═══ EXCERPTED DATA

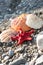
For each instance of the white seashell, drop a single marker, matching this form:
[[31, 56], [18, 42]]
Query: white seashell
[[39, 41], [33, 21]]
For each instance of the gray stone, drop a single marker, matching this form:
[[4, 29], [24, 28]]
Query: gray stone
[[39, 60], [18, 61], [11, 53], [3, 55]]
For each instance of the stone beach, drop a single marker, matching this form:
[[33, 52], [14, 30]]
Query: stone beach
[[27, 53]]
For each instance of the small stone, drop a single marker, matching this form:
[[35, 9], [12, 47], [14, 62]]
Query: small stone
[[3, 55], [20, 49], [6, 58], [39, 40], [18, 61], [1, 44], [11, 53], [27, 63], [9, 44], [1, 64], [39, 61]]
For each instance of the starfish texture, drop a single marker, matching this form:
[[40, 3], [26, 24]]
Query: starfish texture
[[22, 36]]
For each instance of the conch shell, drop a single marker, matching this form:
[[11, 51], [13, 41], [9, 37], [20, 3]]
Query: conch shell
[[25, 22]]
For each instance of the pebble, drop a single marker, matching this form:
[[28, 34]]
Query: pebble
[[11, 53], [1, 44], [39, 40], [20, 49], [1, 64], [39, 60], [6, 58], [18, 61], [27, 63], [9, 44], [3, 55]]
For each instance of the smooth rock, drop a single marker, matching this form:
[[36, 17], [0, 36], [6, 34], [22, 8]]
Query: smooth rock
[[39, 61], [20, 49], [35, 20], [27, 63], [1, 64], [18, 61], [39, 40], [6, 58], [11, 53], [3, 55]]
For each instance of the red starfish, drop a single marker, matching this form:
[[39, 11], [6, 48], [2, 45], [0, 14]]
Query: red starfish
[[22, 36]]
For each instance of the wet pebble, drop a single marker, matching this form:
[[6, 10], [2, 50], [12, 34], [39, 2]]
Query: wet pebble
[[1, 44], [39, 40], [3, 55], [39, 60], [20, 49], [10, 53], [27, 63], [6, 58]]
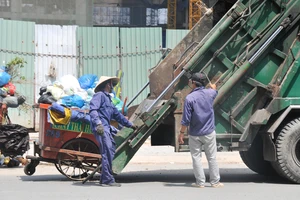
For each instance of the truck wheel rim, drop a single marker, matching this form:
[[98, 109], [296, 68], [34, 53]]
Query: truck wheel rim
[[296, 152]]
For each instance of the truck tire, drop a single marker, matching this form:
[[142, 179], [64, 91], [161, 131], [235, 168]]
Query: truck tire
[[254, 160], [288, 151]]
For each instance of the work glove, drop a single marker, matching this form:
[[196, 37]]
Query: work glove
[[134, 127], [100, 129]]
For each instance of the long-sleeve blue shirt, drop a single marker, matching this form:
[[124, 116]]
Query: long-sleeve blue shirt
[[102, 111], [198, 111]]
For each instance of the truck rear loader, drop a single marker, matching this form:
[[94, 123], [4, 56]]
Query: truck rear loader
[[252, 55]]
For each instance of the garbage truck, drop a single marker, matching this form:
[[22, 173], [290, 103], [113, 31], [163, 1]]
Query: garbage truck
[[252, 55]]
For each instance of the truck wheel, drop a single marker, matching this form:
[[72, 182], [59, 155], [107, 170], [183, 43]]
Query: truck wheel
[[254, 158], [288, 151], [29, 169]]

══════
═══ EXCERPTED DATA

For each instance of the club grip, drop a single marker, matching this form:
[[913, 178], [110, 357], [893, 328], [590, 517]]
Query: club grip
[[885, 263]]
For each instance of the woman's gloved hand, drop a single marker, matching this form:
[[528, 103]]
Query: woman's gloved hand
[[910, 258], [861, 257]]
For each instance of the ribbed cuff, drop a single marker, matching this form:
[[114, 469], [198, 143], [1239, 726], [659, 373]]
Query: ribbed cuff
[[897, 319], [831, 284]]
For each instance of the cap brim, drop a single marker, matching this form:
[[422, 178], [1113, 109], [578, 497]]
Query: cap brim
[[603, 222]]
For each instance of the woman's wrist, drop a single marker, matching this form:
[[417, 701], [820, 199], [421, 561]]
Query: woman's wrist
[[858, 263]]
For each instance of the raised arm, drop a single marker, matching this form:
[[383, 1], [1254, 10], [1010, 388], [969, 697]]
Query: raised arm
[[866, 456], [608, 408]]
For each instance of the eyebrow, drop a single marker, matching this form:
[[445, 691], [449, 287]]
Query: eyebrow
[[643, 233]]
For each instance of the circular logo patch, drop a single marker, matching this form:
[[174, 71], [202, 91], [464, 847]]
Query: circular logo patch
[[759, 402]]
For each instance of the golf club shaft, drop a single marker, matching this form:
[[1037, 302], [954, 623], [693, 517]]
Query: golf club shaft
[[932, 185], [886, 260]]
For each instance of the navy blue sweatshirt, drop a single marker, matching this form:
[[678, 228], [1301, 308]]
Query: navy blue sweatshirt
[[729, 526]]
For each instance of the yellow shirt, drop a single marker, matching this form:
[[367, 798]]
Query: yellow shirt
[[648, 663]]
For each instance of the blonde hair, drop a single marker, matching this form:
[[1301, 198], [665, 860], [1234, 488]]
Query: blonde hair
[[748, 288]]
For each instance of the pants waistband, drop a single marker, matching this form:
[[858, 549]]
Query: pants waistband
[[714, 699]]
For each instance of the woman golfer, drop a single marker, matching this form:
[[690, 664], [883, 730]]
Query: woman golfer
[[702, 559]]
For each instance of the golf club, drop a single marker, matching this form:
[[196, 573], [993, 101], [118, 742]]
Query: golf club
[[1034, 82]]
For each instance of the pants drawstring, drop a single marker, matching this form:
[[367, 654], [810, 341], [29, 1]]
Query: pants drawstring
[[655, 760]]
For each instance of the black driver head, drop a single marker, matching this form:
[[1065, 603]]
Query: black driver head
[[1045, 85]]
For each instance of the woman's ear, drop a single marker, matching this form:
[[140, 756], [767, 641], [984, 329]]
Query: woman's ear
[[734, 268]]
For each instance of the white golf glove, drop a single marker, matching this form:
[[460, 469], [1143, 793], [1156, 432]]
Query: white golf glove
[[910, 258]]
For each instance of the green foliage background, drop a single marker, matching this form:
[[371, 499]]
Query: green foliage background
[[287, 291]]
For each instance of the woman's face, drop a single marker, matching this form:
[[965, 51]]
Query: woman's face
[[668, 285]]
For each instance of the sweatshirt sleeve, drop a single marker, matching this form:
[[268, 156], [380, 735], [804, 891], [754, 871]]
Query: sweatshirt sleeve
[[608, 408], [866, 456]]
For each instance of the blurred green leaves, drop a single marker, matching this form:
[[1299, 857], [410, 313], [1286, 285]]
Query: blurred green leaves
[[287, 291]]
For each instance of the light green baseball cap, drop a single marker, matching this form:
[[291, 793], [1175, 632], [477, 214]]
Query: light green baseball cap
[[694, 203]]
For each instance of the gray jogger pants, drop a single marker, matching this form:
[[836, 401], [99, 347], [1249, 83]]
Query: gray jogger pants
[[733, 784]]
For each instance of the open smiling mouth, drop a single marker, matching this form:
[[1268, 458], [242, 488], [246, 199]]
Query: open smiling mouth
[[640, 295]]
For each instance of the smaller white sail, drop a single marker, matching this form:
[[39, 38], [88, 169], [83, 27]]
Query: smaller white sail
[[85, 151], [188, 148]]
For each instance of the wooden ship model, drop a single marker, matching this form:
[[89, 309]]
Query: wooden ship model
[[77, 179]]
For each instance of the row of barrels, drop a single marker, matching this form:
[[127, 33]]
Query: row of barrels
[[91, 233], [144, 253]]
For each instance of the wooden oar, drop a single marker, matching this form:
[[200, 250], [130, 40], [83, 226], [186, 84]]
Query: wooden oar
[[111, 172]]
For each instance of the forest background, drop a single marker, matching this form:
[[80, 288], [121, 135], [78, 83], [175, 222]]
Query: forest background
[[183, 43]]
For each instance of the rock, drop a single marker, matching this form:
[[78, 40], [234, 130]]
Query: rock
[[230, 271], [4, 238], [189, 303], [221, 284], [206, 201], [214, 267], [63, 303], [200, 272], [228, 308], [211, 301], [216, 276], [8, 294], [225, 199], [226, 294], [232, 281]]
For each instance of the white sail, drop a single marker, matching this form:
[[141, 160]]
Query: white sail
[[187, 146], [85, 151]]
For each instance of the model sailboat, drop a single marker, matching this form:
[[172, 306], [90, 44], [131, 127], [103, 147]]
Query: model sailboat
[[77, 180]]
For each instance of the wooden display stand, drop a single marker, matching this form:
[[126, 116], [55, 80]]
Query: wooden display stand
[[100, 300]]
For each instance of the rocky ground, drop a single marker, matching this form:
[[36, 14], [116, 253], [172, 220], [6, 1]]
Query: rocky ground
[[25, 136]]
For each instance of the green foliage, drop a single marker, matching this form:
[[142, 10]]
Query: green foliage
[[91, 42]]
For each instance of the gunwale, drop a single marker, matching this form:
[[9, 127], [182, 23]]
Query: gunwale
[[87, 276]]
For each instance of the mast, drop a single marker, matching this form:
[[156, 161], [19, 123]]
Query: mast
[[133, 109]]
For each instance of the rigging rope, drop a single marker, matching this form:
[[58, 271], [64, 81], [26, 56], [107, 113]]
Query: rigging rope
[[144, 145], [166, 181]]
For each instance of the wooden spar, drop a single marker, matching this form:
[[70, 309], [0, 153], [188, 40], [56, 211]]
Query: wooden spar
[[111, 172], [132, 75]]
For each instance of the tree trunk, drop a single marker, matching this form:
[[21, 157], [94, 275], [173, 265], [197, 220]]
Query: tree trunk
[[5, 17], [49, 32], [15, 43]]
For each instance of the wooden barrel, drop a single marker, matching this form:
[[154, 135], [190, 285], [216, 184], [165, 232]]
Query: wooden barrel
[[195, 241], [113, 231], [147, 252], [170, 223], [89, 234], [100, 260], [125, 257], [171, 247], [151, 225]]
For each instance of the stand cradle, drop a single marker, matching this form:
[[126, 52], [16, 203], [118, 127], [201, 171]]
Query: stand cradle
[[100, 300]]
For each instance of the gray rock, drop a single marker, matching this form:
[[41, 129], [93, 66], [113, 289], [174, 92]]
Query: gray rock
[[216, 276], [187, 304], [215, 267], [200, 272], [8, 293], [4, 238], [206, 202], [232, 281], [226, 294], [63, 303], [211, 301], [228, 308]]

══════
═══ EXCERPTED DATA

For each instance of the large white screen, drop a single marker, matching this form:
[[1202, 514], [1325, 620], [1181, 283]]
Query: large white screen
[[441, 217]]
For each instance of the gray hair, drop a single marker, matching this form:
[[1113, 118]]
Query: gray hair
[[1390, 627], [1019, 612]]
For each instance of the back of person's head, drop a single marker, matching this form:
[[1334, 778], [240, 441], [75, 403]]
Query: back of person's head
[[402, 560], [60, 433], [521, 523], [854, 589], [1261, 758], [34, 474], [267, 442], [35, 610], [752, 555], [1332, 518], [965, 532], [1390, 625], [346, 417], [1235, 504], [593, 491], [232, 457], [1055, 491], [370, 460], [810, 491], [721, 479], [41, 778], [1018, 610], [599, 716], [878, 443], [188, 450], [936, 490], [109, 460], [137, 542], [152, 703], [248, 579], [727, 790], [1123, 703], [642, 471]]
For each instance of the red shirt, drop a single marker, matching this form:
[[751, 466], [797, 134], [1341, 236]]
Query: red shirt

══════

> [SET PROBLEM]: Could you output, unchanged, the listing lines from the line with "For each instance of the sweatshirt" to the line with "[[608, 408], [866, 456]]", both included?

> [IN RESPONSE]:
For each instance of the sweatshirt sleeve, drop a single marker, matching this form:
[[268, 156], [380, 735], [804, 891], [754, 871]]
Query: sweatshirt sleeve
[[608, 408], [866, 456]]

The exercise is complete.